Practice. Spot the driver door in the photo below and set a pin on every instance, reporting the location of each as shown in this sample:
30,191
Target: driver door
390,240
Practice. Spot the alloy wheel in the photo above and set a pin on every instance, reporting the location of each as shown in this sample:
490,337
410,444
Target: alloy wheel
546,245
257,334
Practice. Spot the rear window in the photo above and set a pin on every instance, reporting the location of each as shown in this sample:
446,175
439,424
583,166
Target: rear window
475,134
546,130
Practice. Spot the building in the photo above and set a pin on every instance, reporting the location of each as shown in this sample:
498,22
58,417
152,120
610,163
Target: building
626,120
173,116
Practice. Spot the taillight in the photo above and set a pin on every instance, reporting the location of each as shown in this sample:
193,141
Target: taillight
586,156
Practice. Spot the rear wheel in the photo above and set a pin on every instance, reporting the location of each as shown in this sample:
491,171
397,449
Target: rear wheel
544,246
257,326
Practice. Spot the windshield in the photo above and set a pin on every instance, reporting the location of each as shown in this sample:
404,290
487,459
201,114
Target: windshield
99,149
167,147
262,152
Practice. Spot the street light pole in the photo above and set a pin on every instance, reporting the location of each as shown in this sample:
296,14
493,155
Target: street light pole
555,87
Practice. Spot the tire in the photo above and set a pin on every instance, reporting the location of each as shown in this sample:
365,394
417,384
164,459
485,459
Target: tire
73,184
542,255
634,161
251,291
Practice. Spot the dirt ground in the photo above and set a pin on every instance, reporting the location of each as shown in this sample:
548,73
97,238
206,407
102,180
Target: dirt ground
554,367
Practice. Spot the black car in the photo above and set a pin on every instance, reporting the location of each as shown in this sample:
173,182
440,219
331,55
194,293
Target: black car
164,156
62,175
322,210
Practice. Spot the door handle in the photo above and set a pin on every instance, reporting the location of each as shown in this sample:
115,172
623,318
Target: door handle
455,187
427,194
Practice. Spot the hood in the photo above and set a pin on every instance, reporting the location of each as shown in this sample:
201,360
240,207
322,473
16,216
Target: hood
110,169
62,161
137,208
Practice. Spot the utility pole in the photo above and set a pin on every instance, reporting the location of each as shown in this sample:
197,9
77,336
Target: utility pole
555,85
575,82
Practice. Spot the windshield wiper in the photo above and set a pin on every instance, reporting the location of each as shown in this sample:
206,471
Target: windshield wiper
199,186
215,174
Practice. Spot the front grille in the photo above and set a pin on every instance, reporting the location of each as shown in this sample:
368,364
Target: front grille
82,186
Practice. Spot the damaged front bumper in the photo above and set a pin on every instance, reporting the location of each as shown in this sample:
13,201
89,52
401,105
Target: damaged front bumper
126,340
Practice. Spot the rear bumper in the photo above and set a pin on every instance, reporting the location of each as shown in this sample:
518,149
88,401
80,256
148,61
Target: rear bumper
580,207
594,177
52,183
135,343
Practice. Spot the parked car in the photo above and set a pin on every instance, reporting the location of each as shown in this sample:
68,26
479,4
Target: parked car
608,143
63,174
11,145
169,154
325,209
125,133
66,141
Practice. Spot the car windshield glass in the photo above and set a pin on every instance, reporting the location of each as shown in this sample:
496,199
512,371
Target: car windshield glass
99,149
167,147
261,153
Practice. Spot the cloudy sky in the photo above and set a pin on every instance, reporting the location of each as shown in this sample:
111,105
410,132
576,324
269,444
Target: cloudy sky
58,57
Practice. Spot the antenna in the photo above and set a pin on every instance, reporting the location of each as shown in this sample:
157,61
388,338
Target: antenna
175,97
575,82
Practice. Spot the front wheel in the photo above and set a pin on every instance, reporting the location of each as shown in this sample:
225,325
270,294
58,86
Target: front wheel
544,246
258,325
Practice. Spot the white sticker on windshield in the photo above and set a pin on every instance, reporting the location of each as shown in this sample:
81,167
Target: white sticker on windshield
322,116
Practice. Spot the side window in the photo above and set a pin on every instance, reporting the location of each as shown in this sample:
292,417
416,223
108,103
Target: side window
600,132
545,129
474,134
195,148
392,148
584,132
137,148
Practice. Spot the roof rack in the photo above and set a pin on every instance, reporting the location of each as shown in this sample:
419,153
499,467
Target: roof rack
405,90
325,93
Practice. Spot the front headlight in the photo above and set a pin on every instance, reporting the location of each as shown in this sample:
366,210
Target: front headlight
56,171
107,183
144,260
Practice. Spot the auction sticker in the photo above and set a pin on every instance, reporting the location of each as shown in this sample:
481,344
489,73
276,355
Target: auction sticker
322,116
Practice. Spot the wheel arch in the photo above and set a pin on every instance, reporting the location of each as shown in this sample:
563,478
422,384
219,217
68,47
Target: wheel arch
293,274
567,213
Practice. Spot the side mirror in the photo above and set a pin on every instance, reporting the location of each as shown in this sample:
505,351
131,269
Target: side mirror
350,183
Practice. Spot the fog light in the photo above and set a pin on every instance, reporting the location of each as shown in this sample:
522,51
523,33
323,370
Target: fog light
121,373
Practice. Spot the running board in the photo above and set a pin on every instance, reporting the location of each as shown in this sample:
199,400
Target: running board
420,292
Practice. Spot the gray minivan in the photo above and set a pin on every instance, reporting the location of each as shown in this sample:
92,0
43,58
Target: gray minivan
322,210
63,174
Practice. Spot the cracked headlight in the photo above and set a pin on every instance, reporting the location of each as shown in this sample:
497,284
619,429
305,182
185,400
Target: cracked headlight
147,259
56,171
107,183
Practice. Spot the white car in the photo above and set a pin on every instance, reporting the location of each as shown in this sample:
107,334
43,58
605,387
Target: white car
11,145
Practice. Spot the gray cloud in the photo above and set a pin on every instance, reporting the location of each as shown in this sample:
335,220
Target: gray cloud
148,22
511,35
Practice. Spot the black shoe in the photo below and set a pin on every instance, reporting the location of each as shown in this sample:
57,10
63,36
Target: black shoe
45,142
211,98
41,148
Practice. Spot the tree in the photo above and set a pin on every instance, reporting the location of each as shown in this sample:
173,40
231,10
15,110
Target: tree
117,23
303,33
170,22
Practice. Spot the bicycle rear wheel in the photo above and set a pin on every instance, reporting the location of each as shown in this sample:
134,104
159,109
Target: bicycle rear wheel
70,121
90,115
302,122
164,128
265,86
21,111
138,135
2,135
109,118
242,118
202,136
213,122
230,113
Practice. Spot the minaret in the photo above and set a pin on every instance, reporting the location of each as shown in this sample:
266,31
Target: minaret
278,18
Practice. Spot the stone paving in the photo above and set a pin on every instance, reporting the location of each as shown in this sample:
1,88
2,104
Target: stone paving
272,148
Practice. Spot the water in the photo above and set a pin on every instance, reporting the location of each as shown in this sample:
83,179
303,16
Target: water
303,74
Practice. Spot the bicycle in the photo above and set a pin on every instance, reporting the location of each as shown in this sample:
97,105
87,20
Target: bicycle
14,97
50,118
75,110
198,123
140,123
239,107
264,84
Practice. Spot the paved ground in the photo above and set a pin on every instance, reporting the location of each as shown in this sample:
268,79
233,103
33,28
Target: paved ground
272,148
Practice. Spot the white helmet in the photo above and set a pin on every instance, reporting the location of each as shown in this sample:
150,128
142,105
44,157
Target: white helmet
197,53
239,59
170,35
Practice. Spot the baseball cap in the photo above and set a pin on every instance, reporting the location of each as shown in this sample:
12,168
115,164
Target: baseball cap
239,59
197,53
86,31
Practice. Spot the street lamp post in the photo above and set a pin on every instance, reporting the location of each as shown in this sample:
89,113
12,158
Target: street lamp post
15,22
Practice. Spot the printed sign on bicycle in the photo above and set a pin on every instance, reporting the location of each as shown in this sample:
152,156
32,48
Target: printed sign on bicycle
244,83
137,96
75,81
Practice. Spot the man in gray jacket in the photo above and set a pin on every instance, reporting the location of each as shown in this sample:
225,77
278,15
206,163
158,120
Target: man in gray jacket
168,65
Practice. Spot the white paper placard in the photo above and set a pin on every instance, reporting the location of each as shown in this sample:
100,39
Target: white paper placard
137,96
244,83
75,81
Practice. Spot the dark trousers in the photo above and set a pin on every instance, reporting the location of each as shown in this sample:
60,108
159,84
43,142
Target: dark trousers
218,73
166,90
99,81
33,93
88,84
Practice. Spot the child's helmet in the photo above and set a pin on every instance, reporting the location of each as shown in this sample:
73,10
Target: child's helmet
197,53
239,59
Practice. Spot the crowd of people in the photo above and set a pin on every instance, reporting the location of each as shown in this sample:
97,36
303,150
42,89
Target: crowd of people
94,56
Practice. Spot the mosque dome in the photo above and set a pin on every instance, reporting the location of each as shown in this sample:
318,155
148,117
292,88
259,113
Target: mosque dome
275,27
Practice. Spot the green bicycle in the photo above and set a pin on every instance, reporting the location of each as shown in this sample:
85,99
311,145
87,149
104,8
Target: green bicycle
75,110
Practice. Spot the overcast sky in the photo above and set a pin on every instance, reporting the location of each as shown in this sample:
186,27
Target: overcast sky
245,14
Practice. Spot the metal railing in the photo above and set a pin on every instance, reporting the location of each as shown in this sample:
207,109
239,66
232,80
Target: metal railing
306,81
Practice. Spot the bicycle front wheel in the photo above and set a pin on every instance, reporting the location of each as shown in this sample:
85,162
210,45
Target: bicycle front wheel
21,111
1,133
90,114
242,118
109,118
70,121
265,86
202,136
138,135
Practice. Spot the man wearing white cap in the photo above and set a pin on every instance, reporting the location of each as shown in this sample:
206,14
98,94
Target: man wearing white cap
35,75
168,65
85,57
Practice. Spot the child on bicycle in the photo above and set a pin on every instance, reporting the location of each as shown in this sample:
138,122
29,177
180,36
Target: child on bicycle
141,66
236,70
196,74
* * * * * * * * *
PROBLEM DESCRIPTION –
Reproduce, word for word, every line starting at the line that contains "Practice. Spot the overcast" and ending with the final line of the entries.

COMPLETE ANSWER –
Practice. Spot the overcast sky in the photo above and set a pin on every instance, reporting the location of each as shown in this sample:
186,27
Target: overcast sky
245,14
Practice. Spot the metal railing in the photo above and set a pin on every instance, reporting the location of each as shown in this sample:
207,109
239,66
232,80
Target: metal railing
306,81
Practice. Spot the bicycle front wheel in the photo above and set a pin on every instance, reporting the location of each as shown in this sample:
85,162
210,45
Target: bicycle front wheel
21,111
1,133
90,114
242,118
109,118
70,121
265,86
202,136
138,135
Practice. Spot the man wearing white cap in the photo above and set a pin on every instance, reporting the location of each as shown in this sample:
206,14
98,94
Target: man wearing white cap
35,75
168,65
85,57
Practice. Spot the child on bicycle in the photo above and set a pin on every instance, reporting the location of each as shown in this sample:
138,122
29,177
180,36
Target: child on bicycle
141,66
236,70
196,74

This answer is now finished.